◆ **Task details**:
Reproduce all of the lines below word for word, omitting the pictures.

***

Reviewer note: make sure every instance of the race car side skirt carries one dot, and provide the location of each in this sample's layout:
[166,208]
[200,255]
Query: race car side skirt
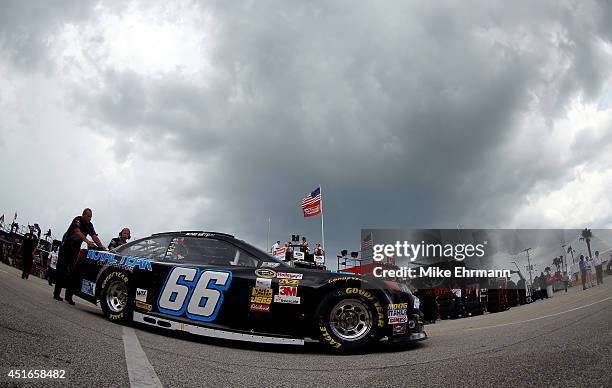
[215,333]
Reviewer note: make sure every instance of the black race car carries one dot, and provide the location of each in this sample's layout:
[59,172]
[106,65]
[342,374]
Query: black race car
[215,285]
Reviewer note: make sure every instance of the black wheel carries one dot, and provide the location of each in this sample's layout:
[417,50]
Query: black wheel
[116,296]
[349,319]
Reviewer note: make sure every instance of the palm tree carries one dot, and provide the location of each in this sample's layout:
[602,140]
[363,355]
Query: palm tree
[586,236]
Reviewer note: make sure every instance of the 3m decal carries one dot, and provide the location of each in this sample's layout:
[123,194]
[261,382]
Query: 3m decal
[263,283]
[287,275]
[288,282]
[141,295]
[265,273]
[287,291]
[261,292]
[287,299]
[197,294]
[88,287]
[144,306]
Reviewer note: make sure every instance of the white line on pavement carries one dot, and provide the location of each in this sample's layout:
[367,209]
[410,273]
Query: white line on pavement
[545,316]
[140,371]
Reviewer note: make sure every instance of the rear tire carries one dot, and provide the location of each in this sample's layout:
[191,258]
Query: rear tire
[116,297]
[349,319]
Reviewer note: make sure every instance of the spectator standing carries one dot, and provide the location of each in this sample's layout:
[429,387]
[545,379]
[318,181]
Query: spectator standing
[53,255]
[583,271]
[288,251]
[304,246]
[28,249]
[598,268]
[77,233]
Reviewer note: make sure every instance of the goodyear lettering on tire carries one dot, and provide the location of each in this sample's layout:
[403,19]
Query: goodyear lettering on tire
[368,295]
[108,278]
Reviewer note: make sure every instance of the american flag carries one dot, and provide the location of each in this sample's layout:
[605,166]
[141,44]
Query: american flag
[311,204]
[366,243]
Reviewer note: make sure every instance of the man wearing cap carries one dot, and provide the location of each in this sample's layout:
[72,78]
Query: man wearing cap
[124,235]
[28,249]
[77,233]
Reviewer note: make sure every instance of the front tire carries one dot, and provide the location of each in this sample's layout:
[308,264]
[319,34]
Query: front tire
[349,319]
[116,297]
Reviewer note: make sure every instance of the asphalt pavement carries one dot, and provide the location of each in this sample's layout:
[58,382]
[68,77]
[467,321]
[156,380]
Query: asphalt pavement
[563,341]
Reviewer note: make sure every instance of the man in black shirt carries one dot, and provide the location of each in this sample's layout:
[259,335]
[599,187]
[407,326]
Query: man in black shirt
[124,235]
[28,248]
[77,233]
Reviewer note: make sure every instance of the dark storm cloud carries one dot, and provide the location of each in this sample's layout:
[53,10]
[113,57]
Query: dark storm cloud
[402,111]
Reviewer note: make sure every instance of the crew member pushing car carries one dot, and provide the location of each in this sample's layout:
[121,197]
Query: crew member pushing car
[77,233]
[124,235]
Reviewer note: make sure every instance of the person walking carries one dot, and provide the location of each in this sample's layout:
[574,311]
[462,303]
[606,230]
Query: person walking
[590,268]
[77,233]
[53,255]
[28,249]
[583,271]
[598,268]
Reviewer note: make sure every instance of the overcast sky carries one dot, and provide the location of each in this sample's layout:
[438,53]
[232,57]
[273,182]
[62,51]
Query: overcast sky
[216,115]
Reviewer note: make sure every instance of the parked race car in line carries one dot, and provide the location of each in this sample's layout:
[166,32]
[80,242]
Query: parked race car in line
[216,285]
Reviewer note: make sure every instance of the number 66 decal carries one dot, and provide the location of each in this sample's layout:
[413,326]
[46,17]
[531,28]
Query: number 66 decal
[196,293]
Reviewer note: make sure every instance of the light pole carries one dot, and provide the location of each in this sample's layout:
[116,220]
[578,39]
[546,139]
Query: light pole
[529,267]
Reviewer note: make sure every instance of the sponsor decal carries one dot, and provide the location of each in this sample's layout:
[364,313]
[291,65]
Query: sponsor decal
[263,283]
[270,264]
[342,279]
[88,287]
[261,296]
[144,306]
[287,275]
[260,307]
[288,282]
[287,291]
[128,262]
[141,295]
[261,292]
[265,273]
[399,329]
[328,338]
[396,320]
[287,299]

***

◆ **The answer**:
Reviewer note: make sure every instance of the race car side skirt carries one dot, and provide the location of each in this sample's layout:
[166,208]
[200,255]
Query: race car side skirt
[215,333]
Reviewer note: make sure every instance of the black race car carries one dot, and provide the location of each in this sample's layout:
[59,172]
[106,65]
[342,374]
Query: black race car
[215,285]
Reviewer note: make sure every instance of the black wheel carries one dot, and provide the location of each in this sample's layout:
[417,50]
Query: black wheel
[116,296]
[349,319]
Reviewer note: make sure every instance of the palm tree carries one dot, and provide the location of each in this sample's layout:
[602,140]
[363,355]
Query: palm tree
[586,236]
Reviewer note: make sure every instance of the 3m decal carries one dot, and provide the location of each in this sample's layout:
[123,194]
[261,382]
Query: 3m decal
[263,283]
[287,275]
[288,282]
[141,295]
[265,273]
[287,291]
[261,292]
[287,299]
[197,294]
[88,287]
[144,306]
Reviewer note: make sure every instance of the white line on pavement carries one dot, and provide the location of each in this sample's layout:
[367,209]
[410,273]
Query: white line on pavement
[545,316]
[140,371]
Reviewer note: make sure every instance of the rear tire carries one dot, and provide the location of each in this sample's layout:
[191,258]
Query: rear tire
[116,297]
[349,319]
Reviewer note: make sure every instance of the spectator standing carries one dot, and provide the location of each in this sample's layout:
[429,387]
[545,379]
[318,181]
Query: spectator standing
[53,255]
[583,271]
[288,251]
[304,246]
[28,249]
[598,268]
[77,233]
Reviewer note: make sure every instance of the goodyear lettering on tire carries one dot, and provide the location of each in this sample's layout:
[403,19]
Query: goodyear lettering on tire
[368,295]
[108,278]
Reviewer note: make sure every instance of the american flag carries one dot, and provide the location of each in this sample's layout:
[605,166]
[141,44]
Query: american flag
[311,204]
[366,243]
Reviewer note: make sure every instance of the man wearing cap carries one dot, and provide the location of each in this sample's layout:
[72,78]
Query: man wearing cap
[124,235]
[28,249]
[77,233]
Reviewer note: make sure every instance of the front tire carries one dot, and provide the location of each in this sample's layout:
[308,264]
[319,34]
Query: front tire
[349,319]
[116,297]
Reviewer note: make sure every instance of the asphalt pavement carries one dot, and provide the location of each in this sample's layout:
[58,382]
[68,77]
[467,321]
[156,380]
Query: asphalt pavement
[563,341]
Reviewer note: make sure every instance of the man in black shirt carries one dot, and provide the location of each in this sample's layout:
[259,335]
[599,187]
[407,326]
Query: man in black shirt
[124,235]
[28,248]
[77,233]
Reviewer note: make sure every instance of the dark storm cloud carries one dot, and provide the location of each in this sample's layout:
[53,10]
[113,57]
Query: dark storm cloud
[402,111]
Reviewer note: make sure every instance of the crew member pushing car carries one dot, and provide the location of each in this sample's layout:
[121,197]
Query: crew member pushing car
[77,233]
[124,235]
Reviewer note: make sure every instance of the person walking carries one dot, and provide the location of each in this sample's layout:
[574,311]
[462,303]
[606,230]
Query: person walking
[590,268]
[77,233]
[53,255]
[28,249]
[583,271]
[598,268]
Reviewer note: make sure every instance of the overcast sky carries one dot, and provide the location of each in this sample's layout:
[438,53]
[232,57]
[273,182]
[62,51]
Query: overcast sky
[216,115]
Reviewer note: make sure every instance of the parked race car in line carries one dot, and provide the location of each in this sample's layout:
[166,32]
[80,242]
Query: parked race car in line
[216,285]
Reviewer note: make sure every instance of the number 66 decal carries one dot, and provide the location of each in this sample's layout:
[413,326]
[46,17]
[531,28]
Query: number 66 decal
[196,293]
Reviewer note: make sure every instance of the light pole carries one dot, and provide the location of each in this sample's layout:
[116,220]
[578,39]
[546,139]
Query: light pole
[529,267]
Reviewer note: make sure every instance of the sponsor decal carries one dot, and provide the location of each in this sample's layout:
[364,313]
[291,65]
Query: sponsor decal
[263,283]
[270,264]
[342,279]
[88,287]
[261,296]
[144,306]
[287,275]
[260,307]
[288,282]
[287,291]
[128,262]
[141,295]
[261,292]
[265,273]
[399,329]
[328,338]
[396,320]
[287,299]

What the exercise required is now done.